Could you recast these records as a numbered list, leaving out any blank lines?

● ● ●

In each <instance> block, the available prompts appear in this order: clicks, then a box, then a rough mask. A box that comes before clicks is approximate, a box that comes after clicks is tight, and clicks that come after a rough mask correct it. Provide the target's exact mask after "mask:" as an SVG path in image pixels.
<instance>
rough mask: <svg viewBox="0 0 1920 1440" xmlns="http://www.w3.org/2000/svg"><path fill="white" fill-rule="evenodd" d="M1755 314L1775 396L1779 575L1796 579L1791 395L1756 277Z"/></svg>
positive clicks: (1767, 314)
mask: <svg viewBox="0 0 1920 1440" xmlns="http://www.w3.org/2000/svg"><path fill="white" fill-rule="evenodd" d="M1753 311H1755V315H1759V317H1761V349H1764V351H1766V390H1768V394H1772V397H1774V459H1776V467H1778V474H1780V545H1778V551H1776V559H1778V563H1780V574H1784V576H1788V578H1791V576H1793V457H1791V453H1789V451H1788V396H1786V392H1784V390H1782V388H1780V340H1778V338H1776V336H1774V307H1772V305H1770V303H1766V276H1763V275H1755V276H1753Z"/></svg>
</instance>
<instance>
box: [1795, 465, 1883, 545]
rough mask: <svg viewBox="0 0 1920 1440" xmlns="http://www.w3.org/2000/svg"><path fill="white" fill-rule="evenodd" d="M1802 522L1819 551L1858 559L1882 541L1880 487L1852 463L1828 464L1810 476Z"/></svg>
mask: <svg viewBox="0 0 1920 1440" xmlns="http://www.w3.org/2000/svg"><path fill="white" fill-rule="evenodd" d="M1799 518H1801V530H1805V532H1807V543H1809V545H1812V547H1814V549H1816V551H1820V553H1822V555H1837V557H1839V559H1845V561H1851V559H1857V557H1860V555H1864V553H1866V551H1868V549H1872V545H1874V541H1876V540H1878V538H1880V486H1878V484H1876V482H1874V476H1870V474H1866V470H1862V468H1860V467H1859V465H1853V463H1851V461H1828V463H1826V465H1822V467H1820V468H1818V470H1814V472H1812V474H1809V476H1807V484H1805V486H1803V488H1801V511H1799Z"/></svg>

● ● ●

■ **WRITTEN ANSWER**
1. In each <instance> block, the available prompts appear in this order: clicks, then a box, then a rough mask. A box that comes before clicks is approximate, a box that comes after clicks is tight, and clicks that come after a rough mask correct it. Provide the target's exact mask after "mask:" as an SVG path in image pixels.
2. <instance>
3. rough mask: <svg viewBox="0 0 1920 1440" xmlns="http://www.w3.org/2000/svg"><path fill="white" fill-rule="evenodd" d="M1755 314L1775 396L1779 575L1796 579L1791 395L1756 277Z"/></svg>
4. positive clicks: (1767, 314)
5. mask: <svg viewBox="0 0 1920 1440" xmlns="http://www.w3.org/2000/svg"><path fill="white" fill-rule="evenodd" d="M1753 311H1755V315H1759V317H1761V349H1764V351H1766V390H1768V394H1772V397H1774V459H1776V467H1778V474H1780V545H1778V551H1776V559H1778V563H1780V574H1784V576H1788V578H1791V576H1793V457H1791V453H1789V451H1788V396H1786V392H1784V390H1782V388H1780V340H1778V338H1776V336H1774V307H1772V305H1770V303H1766V276H1763V275H1755V276H1753Z"/></svg>
6. </instance>
7. <instance>
8. box: [1795, 465, 1883, 545]
9. rough mask: <svg viewBox="0 0 1920 1440" xmlns="http://www.w3.org/2000/svg"><path fill="white" fill-rule="evenodd" d="M1802 522L1819 551L1858 559L1882 541L1880 487L1852 463L1828 464L1810 476Z"/></svg>
10. mask: <svg viewBox="0 0 1920 1440" xmlns="http://www.w3.org/2000/svg"><path fill="white" fill-rule="evenodd" d="M1799 518H1801V530H1805V532H1807V543H1809V545H1812V547H1814V549H1816V551H1820V553H1822V555H1837V557H1839V559H1845V561H1851V559H1857V557H1860V555H1864V553H1866V551H1868V549H1872V545H1874V541H1876V540H1878V538H1880V486H1878V484H1876V482H1874V476H1870V474H1866V470H1862V468H1860V467H1859V465H1853V463H1851V461H1828V463H1826V465H1822V467H1820V468H1818V470H1814V472H1812V474H1809V476H1807V484H1805V486H1803V488H1801V511H1799Z"/></svg>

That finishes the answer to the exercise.